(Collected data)
┌──
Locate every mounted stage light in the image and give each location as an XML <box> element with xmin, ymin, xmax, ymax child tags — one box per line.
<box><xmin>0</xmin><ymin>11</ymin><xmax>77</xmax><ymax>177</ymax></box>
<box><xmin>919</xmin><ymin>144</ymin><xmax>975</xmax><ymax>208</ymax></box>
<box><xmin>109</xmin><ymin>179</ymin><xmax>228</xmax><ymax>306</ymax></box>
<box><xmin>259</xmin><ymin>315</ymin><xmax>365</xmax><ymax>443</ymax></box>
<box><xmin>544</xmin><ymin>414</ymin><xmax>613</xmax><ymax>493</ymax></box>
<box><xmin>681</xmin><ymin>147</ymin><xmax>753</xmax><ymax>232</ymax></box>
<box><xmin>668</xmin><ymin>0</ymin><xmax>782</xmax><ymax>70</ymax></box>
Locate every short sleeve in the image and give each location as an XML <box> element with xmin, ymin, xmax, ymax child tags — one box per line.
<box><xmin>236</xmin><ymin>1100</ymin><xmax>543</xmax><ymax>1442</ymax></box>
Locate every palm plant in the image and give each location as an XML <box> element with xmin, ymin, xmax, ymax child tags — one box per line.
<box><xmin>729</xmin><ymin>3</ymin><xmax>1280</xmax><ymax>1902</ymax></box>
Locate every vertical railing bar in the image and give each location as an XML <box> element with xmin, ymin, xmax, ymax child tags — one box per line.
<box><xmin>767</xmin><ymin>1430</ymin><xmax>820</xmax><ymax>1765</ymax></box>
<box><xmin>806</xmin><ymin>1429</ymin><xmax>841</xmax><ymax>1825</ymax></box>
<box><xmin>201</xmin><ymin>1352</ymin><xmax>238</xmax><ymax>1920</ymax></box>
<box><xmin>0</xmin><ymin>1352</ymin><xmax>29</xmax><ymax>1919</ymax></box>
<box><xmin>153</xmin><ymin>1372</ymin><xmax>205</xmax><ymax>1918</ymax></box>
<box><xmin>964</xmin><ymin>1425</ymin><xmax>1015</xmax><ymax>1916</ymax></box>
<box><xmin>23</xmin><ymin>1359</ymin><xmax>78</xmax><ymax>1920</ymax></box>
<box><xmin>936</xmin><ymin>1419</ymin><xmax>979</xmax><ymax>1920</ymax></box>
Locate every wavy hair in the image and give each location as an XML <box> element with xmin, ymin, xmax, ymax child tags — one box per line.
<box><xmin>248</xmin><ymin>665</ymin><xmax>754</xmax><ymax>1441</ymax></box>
└──
* What you should do *
Only the lines from the one containing "Locate every palm" through the final line of the records above should be printed, exactly as they stand.

* Task result *
Locate every palm plant in the image and give each location as an XML <box> element with xmin, ymin, xmax, ymax child tags — one box per line.
<box><xmin>729</xmin><ymin>3</ymin><xmax>1280</xmax><ymax>1902</ymax></box>
Locate every vertical railing bar in the image and give each location as an XML <box> element with xmin, ymin, xmax, ymax child tags — one box per line.
<box><xmin>767</xmin><ymin>1430</ymin><xmax>820</xmax><ymax>1765</ymax></box>
<box><xmin>806</xmin><ymin>1429</ymin><xmax>841</xmax><ymax>1825</ymax></box>
<box><xmin>201</xmin><ymin>1352</ymin><xmax>238</xmax><ymax>1920</ymax></box>
<box><xmin>0</xmin><ymin>1352</ymin><xmax>29</xmax><ymax>1919</ymax></box>
<box><xmin>153</xmin><ymin>1372</ymin><xmax>205</xmax><ymax>1918</ymax></box>
<box><xmin>964</xmin><ymin>1425</ymin><xmax>1015</xmax><ymax>1916</ymax></box>
<box><xmin>23</xmin><ymin>1359</ymin><xmax>78</xmax><ymax>1920</ymax></box>
<box><xmin>936</xmin><ymin>1419</ymin><xmax>979</xmax><ymax>1920</ymax></box>
Locate every wavy hair in the image and give each location as an XML <box> element with xmin, ymin, xmax, ymax child tags — one box per line.
<box><xmin>248</xmin><ymin>665</ymin><xmax>754</xmax><ymax>1441</ymax></box>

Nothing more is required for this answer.